GIVEN REQUEST: Pull out every line of the data below that contains the string "grass", copying each line unchanged.

EXCERPTED DATA:
^^^^
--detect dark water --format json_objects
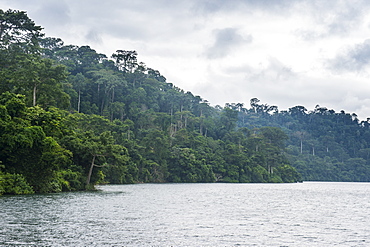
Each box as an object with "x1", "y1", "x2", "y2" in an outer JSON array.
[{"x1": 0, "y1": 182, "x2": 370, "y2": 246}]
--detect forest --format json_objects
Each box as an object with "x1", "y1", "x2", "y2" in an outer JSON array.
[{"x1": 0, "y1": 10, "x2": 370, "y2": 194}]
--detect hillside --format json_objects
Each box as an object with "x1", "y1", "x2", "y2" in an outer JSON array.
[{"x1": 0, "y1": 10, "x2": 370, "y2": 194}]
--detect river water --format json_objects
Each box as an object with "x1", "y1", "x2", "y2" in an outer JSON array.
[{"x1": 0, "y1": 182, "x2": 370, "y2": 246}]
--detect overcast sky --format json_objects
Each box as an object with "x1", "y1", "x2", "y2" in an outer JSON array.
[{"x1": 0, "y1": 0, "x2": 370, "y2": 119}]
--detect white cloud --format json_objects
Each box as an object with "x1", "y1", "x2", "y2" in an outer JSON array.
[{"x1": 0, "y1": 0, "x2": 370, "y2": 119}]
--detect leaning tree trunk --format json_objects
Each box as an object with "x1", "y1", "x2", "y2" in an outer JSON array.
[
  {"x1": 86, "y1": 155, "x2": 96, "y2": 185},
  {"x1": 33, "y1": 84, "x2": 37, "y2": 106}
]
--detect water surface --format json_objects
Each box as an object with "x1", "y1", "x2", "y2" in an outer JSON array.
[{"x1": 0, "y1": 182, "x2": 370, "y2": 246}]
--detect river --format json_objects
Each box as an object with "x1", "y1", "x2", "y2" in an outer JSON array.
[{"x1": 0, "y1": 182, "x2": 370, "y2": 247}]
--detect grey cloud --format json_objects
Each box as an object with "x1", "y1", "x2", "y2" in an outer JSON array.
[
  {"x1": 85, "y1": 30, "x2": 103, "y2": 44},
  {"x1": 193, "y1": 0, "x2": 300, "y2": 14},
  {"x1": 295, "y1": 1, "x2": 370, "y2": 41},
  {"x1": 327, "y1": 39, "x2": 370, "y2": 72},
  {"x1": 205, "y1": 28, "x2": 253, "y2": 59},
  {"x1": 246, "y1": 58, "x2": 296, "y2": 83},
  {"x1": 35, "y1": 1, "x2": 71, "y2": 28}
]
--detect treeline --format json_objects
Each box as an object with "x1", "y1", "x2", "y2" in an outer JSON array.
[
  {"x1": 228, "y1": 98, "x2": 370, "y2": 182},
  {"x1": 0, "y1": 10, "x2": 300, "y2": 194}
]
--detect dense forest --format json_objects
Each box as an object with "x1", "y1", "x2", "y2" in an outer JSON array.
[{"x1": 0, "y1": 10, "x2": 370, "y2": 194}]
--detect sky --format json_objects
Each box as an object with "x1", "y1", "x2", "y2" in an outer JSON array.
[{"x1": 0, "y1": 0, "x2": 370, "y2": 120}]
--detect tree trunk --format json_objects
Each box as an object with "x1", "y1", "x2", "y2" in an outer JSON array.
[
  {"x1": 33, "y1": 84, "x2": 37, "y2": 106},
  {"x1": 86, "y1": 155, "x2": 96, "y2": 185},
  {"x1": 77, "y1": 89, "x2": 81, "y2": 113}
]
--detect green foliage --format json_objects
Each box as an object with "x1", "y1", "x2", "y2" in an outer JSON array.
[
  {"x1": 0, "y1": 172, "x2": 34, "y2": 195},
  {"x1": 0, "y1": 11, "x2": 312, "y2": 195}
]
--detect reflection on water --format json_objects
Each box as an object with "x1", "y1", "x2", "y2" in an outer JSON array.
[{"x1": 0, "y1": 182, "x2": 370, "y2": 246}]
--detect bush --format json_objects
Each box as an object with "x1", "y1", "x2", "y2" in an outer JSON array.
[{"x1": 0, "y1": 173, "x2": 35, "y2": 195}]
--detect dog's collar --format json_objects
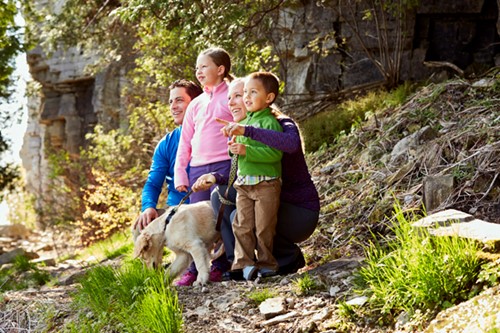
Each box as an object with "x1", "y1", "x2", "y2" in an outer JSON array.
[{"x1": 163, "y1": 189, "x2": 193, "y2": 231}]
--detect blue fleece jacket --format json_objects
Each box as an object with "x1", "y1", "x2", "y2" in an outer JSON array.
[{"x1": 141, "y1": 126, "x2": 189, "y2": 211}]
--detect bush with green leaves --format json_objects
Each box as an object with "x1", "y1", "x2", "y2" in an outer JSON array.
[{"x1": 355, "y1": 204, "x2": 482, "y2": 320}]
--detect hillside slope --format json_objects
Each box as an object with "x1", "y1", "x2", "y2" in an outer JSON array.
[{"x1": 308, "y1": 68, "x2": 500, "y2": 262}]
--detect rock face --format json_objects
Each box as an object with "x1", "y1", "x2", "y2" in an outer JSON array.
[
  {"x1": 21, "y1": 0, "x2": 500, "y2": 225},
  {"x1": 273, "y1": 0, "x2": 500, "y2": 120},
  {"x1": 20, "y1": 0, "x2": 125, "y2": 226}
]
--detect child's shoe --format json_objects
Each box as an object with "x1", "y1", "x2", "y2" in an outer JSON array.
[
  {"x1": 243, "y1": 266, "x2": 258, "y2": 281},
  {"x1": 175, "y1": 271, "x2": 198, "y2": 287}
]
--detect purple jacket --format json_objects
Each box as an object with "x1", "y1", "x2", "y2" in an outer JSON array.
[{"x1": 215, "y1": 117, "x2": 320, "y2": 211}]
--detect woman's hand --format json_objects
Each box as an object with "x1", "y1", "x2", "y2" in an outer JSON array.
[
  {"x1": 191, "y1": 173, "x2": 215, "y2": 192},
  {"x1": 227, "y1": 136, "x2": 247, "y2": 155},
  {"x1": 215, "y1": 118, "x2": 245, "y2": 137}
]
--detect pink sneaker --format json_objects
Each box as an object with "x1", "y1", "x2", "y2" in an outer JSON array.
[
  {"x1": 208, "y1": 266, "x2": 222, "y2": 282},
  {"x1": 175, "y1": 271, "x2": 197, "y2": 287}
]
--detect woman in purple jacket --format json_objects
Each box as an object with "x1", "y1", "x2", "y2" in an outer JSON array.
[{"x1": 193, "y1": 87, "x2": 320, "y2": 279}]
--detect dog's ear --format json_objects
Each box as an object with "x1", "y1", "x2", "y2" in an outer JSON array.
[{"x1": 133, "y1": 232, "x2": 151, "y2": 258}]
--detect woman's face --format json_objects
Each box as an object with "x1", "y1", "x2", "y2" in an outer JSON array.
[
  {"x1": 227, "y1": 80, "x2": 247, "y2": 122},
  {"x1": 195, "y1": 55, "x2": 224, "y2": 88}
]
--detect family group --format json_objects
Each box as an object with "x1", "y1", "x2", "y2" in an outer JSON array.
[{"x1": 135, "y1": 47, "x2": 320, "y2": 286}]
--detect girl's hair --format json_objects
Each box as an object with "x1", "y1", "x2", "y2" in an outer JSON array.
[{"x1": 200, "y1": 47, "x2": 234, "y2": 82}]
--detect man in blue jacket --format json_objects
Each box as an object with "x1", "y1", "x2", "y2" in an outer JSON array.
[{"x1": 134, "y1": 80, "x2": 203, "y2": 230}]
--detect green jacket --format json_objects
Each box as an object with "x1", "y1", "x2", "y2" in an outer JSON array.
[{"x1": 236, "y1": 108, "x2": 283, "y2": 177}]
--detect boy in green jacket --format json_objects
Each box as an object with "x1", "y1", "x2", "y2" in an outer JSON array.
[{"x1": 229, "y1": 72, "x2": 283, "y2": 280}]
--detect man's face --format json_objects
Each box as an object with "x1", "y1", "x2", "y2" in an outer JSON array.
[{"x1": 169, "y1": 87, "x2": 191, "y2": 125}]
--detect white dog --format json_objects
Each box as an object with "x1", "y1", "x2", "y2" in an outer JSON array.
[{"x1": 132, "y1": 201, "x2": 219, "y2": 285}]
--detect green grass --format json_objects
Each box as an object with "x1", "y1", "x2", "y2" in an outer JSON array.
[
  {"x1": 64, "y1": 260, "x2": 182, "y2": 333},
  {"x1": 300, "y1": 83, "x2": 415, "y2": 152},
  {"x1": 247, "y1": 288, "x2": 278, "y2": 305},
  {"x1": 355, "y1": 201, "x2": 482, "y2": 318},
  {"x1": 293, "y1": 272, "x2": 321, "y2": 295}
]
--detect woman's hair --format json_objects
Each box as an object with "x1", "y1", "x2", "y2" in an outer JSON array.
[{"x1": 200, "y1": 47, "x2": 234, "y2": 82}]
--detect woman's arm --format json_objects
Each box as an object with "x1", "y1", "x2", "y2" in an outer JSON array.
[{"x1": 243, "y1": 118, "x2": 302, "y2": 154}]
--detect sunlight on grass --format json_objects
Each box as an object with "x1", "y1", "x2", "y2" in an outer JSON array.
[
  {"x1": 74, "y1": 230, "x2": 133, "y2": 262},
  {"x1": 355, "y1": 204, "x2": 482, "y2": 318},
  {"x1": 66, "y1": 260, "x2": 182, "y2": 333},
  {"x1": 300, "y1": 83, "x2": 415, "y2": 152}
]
^^^^
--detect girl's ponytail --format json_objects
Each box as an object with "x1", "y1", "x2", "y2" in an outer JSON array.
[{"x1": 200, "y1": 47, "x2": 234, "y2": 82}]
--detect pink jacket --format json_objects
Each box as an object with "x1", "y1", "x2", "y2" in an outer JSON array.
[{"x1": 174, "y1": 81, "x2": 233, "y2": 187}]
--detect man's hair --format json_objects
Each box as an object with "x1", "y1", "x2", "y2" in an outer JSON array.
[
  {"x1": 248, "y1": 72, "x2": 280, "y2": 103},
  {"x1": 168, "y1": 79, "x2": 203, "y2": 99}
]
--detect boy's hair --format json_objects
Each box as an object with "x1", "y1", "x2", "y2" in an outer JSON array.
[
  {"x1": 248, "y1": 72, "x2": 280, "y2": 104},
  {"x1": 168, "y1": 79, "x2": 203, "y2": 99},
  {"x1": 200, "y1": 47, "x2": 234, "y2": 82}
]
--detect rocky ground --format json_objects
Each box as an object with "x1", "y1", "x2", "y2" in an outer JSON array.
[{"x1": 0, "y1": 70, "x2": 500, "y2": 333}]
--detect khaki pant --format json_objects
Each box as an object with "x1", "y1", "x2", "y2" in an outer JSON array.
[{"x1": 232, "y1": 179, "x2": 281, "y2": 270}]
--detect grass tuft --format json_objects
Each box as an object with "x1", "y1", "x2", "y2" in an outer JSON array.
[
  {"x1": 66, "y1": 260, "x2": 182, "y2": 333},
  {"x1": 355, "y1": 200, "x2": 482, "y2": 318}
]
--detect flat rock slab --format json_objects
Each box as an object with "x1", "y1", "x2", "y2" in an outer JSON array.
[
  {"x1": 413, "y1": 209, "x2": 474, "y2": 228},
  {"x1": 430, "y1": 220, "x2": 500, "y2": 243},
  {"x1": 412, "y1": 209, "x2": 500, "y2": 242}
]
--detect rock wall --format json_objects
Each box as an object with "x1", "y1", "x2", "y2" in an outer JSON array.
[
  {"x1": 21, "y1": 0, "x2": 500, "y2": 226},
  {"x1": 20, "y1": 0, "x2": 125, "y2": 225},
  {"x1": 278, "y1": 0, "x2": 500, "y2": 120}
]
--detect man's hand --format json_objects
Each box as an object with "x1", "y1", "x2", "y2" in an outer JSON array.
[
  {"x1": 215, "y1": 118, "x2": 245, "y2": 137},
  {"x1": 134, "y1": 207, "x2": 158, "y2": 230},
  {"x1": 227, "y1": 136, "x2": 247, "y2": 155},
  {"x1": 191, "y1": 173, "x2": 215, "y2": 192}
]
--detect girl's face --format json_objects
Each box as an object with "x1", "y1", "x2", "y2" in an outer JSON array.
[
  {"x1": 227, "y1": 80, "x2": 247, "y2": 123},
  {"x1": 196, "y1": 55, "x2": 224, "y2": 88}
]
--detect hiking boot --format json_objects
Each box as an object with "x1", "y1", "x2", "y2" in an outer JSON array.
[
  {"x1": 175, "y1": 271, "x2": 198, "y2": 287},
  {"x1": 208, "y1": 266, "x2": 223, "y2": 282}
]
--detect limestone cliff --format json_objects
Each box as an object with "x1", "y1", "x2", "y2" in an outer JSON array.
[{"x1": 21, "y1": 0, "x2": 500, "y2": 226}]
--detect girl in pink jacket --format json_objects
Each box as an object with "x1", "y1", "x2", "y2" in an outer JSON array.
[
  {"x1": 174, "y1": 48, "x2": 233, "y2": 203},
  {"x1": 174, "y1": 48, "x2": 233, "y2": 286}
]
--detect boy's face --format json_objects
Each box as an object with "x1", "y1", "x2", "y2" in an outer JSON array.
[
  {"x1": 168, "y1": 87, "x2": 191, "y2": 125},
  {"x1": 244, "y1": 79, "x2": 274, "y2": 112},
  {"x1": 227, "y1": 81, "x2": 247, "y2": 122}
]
^^^^
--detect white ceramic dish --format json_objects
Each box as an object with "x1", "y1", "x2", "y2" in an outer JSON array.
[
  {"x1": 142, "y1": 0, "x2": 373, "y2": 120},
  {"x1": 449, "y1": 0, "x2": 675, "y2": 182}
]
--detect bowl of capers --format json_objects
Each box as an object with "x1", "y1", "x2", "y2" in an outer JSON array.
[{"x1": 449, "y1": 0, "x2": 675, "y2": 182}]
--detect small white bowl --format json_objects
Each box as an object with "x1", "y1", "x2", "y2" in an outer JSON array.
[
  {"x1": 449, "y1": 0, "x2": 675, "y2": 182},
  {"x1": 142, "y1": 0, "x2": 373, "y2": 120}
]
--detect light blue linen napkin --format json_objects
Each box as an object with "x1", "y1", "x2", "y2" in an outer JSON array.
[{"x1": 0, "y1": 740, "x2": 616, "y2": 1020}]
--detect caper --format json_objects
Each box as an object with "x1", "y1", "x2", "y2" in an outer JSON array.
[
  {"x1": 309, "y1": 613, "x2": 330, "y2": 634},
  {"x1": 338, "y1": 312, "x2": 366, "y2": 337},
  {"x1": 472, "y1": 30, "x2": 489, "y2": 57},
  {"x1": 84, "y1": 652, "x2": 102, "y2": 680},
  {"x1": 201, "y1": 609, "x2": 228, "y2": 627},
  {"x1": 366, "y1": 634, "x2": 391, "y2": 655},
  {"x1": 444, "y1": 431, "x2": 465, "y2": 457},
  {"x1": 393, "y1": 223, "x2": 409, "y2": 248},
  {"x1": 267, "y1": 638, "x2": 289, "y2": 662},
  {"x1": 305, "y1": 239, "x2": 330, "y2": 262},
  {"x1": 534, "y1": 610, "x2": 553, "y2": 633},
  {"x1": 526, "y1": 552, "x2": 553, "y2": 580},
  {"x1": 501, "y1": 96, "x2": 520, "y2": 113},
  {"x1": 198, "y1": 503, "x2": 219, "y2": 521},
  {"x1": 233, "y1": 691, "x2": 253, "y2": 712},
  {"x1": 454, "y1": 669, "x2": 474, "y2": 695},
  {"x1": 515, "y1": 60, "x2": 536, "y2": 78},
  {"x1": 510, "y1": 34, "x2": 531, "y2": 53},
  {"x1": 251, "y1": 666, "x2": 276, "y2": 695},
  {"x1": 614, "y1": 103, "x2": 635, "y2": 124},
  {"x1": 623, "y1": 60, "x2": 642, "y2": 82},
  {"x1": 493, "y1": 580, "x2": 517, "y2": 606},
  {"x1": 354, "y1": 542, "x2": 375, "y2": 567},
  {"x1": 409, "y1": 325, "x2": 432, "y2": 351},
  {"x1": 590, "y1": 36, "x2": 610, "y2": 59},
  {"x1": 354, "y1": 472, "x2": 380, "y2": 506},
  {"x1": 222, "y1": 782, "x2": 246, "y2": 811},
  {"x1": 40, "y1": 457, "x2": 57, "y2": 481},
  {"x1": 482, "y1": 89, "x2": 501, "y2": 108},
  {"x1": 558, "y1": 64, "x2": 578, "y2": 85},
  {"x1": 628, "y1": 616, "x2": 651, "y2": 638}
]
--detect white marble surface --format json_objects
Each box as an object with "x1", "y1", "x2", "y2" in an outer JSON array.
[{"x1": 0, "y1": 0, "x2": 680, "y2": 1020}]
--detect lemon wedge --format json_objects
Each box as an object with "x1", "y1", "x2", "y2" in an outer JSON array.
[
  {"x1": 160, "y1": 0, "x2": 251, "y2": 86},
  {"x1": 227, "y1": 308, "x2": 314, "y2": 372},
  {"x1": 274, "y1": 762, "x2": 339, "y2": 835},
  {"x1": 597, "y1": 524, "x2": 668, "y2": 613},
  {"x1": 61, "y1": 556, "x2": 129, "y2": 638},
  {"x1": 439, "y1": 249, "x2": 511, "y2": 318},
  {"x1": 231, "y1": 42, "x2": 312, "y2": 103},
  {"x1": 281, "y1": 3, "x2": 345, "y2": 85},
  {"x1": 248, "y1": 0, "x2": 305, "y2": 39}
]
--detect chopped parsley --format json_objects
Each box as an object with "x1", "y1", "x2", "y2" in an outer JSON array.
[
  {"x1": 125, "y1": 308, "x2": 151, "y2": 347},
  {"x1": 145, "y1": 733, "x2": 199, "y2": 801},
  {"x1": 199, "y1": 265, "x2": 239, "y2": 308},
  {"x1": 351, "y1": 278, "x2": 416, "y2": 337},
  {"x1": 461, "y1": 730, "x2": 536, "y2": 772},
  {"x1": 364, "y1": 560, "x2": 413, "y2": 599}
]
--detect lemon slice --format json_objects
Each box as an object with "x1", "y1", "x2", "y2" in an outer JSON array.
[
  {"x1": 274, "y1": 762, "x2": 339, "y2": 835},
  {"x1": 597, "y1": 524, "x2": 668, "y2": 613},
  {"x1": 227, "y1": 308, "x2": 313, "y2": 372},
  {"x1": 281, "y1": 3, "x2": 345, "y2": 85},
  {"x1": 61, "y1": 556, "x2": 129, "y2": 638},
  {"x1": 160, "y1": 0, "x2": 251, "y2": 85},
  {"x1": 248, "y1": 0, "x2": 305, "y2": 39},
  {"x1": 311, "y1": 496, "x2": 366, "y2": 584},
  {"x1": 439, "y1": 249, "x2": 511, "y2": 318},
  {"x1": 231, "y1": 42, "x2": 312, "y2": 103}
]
^^^^
SOLUTION:
--detect green grass --format json_objects
--detect sunlight on grass --format json_objects
--detect grass tuft --format json_objects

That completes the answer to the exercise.